** PAGE EXTRACT **
==============================

Studio album by Christian McBride
- Released: 1998
- Recorded: 27–29 January 1998 at O'Henry Studios, North Hollywood January 30–31, 1998 at LeGonks, Hollywood
- Genre: Rhythm and blues
- Length: 65:54
- Label: Verve
- Producer: George Duke

Christian McBride chronology
| Number Two Express (1996) | A Family Affair (1998) | Sci-Fi (2000) |

= A Family Affair (Christian McBride album) =

A Family Affair is an album by Christian McBride. It was recorded in California and released in 1998 by Verve.

==Reception==

Bill Milkowski of JazzTimes noted "On his third album as a leader, bassist Christian McBride reveals more shades of his musical makeup than he's allowed to slip through in the past. Along with his renowned upright chops-typically solid and swinging in the great tradition of Ray Brown-the Philly phenom also reveals himself to be a Bootsy-influenced funkster, Jamerson-inspired groovemeister, and Jacoesque fretless electric soloist. All this, plus his first stab at lyric writing, makes A Family Affair McBride's most diverse and widely appealing project to date." Jim Santella of All About Jazz said "The toe-tapping music swings deliciously and is presented in a variety of different formats."

Phil Gallo of Variety wrote, "After two acoustic jazz albums for Verve and roles in the bands of Benny Green and Joshua Redman, he has turned to electric jazz for his "Family Affair" disc and marries funk and post-bop in a bountiful performance... He has yet to distinguish himself with a similar uniqueness on the electric bass. He does what others before him have done without necessarily expanding those concepts. But when he's thinking funk and classic jazz at the same time, as he does on "Brown Funk," a tribute to bassist Ray and singer James, he's headed in a direction that can only be good for the future of this music."

==============================

** TO BE DONE **
Check these statements against the page on A Family Affair: (a) George Duke produced the album; (b) Bill Milkowski calls it McBride's second album as a leader; (c) Phil Gallo describes "Brown Funk" as a tribute to bassist Ray and singer James. Mark each yes or no and quote the words of the page that decide it.

==============================

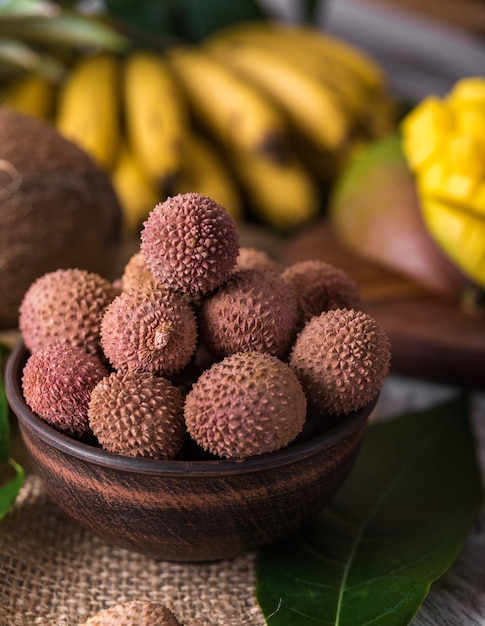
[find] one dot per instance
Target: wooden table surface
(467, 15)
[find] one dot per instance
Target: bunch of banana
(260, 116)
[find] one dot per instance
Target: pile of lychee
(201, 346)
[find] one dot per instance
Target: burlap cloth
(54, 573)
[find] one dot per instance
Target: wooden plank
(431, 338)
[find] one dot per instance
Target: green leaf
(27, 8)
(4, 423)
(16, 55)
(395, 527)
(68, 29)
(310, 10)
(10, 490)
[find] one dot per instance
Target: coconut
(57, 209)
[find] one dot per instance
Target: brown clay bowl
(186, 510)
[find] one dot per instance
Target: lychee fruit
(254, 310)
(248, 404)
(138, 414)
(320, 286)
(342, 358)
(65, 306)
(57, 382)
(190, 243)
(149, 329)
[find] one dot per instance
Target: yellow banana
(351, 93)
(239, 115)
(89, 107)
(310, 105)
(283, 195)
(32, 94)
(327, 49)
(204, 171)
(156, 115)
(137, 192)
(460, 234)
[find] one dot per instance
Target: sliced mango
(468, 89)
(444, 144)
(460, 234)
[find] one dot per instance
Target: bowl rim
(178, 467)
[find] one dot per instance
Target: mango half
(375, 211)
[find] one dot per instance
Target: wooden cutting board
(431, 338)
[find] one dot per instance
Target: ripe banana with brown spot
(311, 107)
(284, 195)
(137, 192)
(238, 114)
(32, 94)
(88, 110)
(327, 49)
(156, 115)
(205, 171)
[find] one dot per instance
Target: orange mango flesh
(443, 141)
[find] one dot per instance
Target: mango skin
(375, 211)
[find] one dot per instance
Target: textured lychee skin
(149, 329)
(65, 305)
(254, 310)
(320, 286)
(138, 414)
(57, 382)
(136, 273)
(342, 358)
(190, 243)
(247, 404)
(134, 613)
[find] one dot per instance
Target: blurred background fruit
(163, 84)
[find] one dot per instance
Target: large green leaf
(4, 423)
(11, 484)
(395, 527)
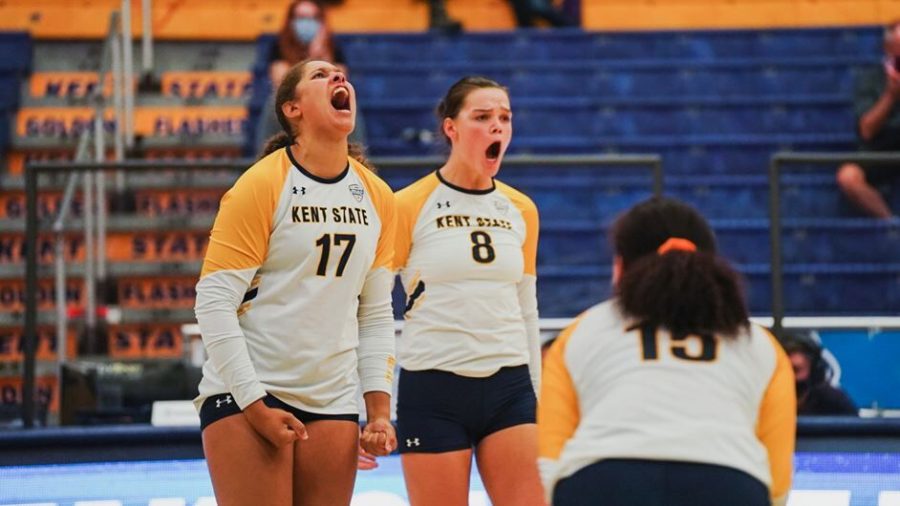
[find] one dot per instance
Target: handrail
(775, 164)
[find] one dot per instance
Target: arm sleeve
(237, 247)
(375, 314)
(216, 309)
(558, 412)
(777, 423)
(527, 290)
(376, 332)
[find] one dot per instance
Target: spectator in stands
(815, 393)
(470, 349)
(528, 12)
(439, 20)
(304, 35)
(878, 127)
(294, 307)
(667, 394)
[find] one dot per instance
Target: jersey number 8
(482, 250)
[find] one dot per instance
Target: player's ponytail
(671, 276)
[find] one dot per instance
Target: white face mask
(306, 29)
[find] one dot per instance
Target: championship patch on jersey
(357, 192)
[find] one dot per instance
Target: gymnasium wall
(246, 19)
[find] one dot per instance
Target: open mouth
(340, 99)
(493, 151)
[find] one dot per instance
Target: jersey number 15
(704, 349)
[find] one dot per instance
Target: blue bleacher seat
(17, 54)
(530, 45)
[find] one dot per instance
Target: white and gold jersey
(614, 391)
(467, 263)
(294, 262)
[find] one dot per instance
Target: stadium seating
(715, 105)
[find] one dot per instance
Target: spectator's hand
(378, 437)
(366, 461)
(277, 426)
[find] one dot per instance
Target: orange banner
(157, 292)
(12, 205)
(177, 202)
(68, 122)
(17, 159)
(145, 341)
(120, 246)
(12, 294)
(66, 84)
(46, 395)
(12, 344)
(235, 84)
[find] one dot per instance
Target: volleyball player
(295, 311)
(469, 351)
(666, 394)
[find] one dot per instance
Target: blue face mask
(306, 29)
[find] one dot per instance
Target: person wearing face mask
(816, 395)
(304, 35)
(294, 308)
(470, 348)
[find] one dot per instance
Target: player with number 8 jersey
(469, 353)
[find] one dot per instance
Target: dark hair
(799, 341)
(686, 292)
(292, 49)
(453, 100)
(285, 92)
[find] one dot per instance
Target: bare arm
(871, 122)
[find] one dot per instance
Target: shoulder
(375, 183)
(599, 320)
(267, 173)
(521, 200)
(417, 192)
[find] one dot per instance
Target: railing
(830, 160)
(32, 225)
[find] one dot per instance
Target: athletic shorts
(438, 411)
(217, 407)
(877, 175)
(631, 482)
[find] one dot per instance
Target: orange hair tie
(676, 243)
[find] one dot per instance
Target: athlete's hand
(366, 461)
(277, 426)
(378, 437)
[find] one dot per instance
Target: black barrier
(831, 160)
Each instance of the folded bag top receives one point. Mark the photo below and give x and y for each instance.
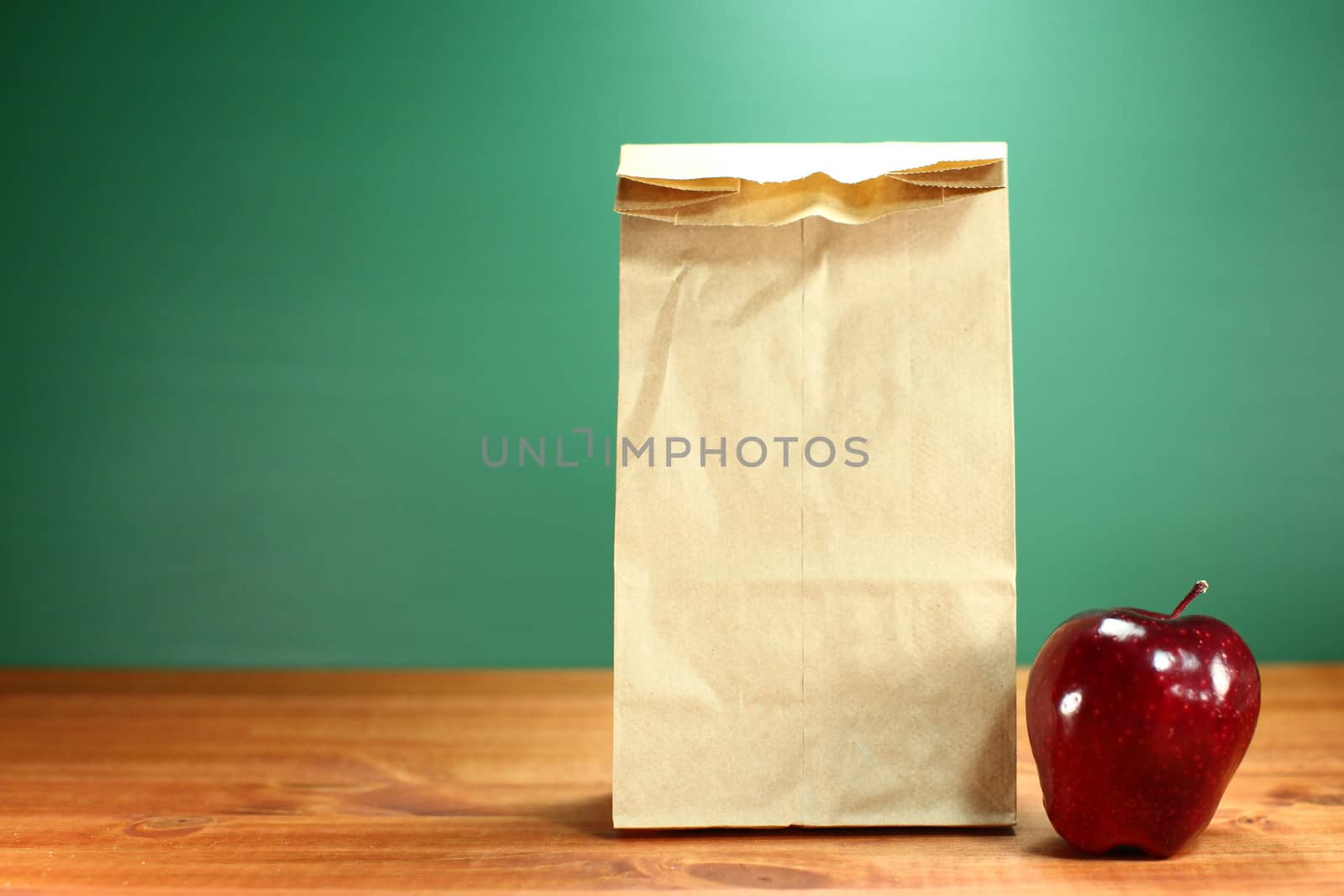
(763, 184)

==============================

** SOLUTION TO THE PROBLEM **
(a) Yes: "Producer: George Duke"
(b) No: "On his third album as a leader"
(c) Yes: "as he does on "Brown Funk," a tribute to bassist Ray and singer James"